### [ABOUT THIS TASK]
Copy out the whole article on Venezuela below, word for word.

Stephens: On Venezuela, where are liberals?

In this Oct. 17, 2017 file photo, Venezuela's President Nicolas Maduro speaks during a press conference at the Miraflores presidential palace, in Caracas, Venezuela. Maduro told international journalists Thursday, Feb. 15, 2018, he isn't above crashing a party after his invitation was yanked to the Summit of the Americas, a meeting of regional leaders set for April in Peru. (AP Photo/Ariana Cubillos, File)
In this Oct. 17, 2017 file photo, Venezuela's President Nicolas Maduro speaks during a press conference at the Miraflores presidential palace, in Caracas, Venezuela. Maduro told international journalists Thursday, Feb. 15, 2018, he isn't above crashing a party after his invitation was yanked to the Summit of the Americas, a meeting of regional leaders set for April in Peru. (AP Photo/Ariana Cubillos, File)

Students at the University of Michigan have staged a rare protest against the brutal dictatorship of Venezuela's Nicolás Maduro. According to The Michigan Daily, more than 100 people joined a rally less than 24 hours after two students created an "SOS Venezuela" Facebook event.

### [GIVEN DATA]
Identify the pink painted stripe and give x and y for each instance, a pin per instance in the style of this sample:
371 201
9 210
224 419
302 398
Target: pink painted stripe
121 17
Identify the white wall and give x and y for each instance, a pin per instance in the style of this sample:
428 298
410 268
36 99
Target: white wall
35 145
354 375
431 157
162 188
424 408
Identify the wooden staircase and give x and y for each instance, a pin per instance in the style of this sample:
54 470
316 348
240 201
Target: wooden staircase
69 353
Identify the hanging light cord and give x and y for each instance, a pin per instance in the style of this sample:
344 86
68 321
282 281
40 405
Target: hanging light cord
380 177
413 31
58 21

### [ANSWER FOR THIS EXERCISE]
Stephens: On Venezuela, where are liberals?

In this Oct. 17, 2017 file photo, Venezuela's President Nicolas Maduro speaks during a press conference at the Miraflores presidential palace, in Caracas, Venezuela. Maduro told international journalists Thursday, Feb. 15, 2018, he isn't above crashing a party after his invitation was yanked to the Summit of the Americas, a meeting of regional leaders set for April in Peru. (AP Photo/Ariana Cubillos, File)
In this Oct. 17, 2017 file photo, Venezuela's President Nicolas Maduro speaks during a press conference at the Miraflores presidential palace, in Caracas, Venezuela. Maduro told international journalists Thursday, Feb. 15, 2018, he isn't above crashing a party after his invitation was yanked to the Summit of the Americas, a meeting of regional leaders set for April in Peru. (AP Photo/Ariana Cubillos, File)

Students at the University of Michigan have staged a rare protest against the brutal dictatorship of Venezuela's Nicolás Maduro. According to The Michigan Daily, more than 100 people joined a rally less than 24 hours after two students created an "SOS Venezuela" Facebook event.